« Ils prendront mon Congo mais ils ne sauront pas ce que j’y ai fait ». Ce sont là les mots attribués au Roi Léopold II en 1908, peu avant sa mort, et après qu’il ait cédé « son » Congo à la Belgique.
Ils étaient prononcés pendant que les âtres du Palais de Laeken rougeoyaient d’un feu dévorant ses archives compromettantes sur l’Etat Indépendant du Congo.
A cette occasion, raconte-t-on, la cheminée centrale du Palais Royal avait vomi plus de fumée qu’à l’accoutumée, et ce près d’une semaine durant.
Mais la précaution du roi pyromane devait comporter des failles car, des traces écrites de ses crimes, il en était resté suffisamment pour nourrir les plumes , entre autres , de Daniel VANGRENWEGHE et d’Adam HOCHSCHILD qui ont produit « Le sang sur les lianes »et « Les fantômes du Roi Léopold, un holocauste oublié ».
Ces livres constituent, pour les nombreux contempteurs de l’affairiste couronné, des pièces à conviction irréfutables de sa culpabilité qu’il avait tenté d’occulter, apparemment sans un succès total et absolu tel qu’il l’escomptait.
Alain FOKA, le célèbre animateur de la rubrique « Archives d’Afrique » sur RFI, débute toujours ses émissions par cette citation : « nul n’a le droit d’effacer une page de l’histoire d’un peuple car un peuple sans histoire est un monde sans âme. »
Si on s’accorde que l’histoire est la mémoire des peuples, on doit admettre que même si elle est d’éléphant, la mémoire sans un écrit pour la fixer ne peut que jouer des tours à ceux qui s’y fient.
Le vieux Hampaté Ba, bibliothèque vivante à son heure, conscient lui-même de la fragilité et des limites de détenteurs du savoir que sont les gérontes, a pris la précaution d’écrire ses histoires avant de « brûler ».
Depuis qu’ils ont découvert l’écriture, les occidentaux ont voué des véritables cultes aux produits qui en résultent et dont « les temples » sont les bibliothèques et les musées.

## EXERCICE COURT 1
Reproduisez fidèlement le passage de l'extrait sur Léopold II, en commençant par « Alain FOKA, le » et en allant jusqu'à « qui s’y fient. ».
## EXERCICE COURT 2
Dites si chacune des affirmations suivantes concorde avec l'extrait sur Léopold II, en répondant par oui ou par non et en citant les mots du texte qui tranchent : (a) la fumée sortie en excès de la cheminée centrale du Palais Royal a duré près d'une semaine ; (b) aucune trace écrite des crimes du roi n'a subsisté ; (c) Alain FOKA termine ses émissions par la citation sur l'histoire d'un peuple.

## MATÉRIEL
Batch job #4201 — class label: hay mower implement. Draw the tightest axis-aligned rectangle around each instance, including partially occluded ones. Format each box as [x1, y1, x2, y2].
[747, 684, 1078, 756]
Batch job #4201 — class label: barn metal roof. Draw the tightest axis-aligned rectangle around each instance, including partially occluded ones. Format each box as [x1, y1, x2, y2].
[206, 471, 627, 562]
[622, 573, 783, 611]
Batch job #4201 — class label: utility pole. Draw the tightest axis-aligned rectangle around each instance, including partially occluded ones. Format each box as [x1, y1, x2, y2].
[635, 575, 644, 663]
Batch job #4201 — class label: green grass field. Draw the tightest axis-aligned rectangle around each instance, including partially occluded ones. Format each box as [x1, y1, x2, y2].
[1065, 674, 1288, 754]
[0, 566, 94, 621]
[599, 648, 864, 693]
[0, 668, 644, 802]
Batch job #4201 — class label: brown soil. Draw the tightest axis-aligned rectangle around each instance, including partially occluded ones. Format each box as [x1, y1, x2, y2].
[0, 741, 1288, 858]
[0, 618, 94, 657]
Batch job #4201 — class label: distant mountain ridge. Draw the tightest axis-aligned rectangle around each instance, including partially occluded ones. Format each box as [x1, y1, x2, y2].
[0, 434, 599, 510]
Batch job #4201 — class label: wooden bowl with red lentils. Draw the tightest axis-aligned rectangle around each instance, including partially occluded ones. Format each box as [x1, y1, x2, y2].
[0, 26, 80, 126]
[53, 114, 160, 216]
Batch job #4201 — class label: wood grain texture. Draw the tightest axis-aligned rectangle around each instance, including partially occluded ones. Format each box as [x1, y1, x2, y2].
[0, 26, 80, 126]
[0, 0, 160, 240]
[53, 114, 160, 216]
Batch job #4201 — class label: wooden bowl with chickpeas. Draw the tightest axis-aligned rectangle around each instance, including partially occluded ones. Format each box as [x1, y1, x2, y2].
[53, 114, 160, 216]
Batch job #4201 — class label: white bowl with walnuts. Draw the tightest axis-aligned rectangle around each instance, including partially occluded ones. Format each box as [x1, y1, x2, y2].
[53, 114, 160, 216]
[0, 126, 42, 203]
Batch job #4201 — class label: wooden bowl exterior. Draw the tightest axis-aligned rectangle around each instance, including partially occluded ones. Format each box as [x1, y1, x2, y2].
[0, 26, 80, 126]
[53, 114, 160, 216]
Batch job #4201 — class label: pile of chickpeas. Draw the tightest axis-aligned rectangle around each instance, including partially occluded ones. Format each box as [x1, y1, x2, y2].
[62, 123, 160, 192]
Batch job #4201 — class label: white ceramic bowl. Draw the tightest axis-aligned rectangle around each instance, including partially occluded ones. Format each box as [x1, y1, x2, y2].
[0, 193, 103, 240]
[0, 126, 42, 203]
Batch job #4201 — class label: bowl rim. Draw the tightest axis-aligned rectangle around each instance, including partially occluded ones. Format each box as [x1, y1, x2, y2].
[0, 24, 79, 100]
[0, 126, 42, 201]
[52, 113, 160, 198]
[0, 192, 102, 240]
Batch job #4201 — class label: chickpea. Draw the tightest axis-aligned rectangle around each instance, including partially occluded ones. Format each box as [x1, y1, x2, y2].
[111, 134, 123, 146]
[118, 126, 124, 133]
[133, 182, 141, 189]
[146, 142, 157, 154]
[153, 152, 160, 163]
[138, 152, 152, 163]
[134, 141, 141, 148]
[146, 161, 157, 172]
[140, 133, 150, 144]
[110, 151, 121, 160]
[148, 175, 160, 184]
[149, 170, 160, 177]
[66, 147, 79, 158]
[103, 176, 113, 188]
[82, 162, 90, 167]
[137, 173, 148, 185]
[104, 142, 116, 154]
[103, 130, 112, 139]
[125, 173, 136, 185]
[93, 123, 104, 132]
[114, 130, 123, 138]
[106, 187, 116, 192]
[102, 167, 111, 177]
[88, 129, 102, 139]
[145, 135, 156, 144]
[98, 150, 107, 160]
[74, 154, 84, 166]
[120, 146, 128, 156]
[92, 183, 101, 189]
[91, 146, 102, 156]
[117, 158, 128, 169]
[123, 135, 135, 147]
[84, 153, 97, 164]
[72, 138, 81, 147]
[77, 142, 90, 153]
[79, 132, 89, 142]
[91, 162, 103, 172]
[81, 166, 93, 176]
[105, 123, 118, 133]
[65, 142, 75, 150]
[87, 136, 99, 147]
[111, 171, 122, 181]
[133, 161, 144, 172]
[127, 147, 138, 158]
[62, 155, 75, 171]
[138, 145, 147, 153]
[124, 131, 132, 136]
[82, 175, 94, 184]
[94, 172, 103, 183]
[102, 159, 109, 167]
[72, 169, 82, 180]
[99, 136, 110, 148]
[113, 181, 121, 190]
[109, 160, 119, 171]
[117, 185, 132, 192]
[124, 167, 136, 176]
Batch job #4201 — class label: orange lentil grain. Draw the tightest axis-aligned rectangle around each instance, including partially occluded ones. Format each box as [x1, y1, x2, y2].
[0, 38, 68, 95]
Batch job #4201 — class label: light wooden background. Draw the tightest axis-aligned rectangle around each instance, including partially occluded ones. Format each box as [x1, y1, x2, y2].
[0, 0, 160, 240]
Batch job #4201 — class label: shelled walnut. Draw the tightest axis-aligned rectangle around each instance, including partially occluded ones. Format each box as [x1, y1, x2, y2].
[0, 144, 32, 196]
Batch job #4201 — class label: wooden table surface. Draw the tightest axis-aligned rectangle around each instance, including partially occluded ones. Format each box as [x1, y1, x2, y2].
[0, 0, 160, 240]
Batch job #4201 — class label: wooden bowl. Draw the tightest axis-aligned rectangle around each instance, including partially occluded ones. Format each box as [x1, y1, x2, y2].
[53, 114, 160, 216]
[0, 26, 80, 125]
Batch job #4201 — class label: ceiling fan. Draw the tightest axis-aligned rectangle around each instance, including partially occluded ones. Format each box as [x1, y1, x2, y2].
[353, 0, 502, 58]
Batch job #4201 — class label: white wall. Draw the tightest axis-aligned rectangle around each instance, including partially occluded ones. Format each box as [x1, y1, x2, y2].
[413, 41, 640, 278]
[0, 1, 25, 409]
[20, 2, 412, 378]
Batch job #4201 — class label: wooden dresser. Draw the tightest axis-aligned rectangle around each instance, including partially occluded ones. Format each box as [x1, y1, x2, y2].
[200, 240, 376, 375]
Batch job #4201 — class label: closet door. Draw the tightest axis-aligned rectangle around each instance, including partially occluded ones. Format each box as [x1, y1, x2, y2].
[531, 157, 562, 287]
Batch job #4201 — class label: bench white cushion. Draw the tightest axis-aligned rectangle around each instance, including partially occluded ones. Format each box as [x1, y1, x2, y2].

## RÉPONSE CORRECTE 1
Alain FOKA, le célèbre animateur de la rubrique « Archives d’Afrique » sur RFI, débute toujours ses émissions par cette citation : « nul n’a le droit d’effacer une page de l’histoire d’un peuple car un peuple sans histoire est un monde sans âme. »
Si on s’accorde que l’histoire est la mémoire des peuples, on doit admettre que même si elle est d’éléphant, la mémoire sans un écrit pour la fixer ne peut que jouer des tours à ceux qui s’y fient.

## RÉPONSE CORRECTE 2
(a) Oui : « et ce près d’une semaine durant ».
(b) Non : « des traces écrites de ses crimes, il en était resté suffisamment ».
(c) Non : « débute toujours ses émissions par cette citation ».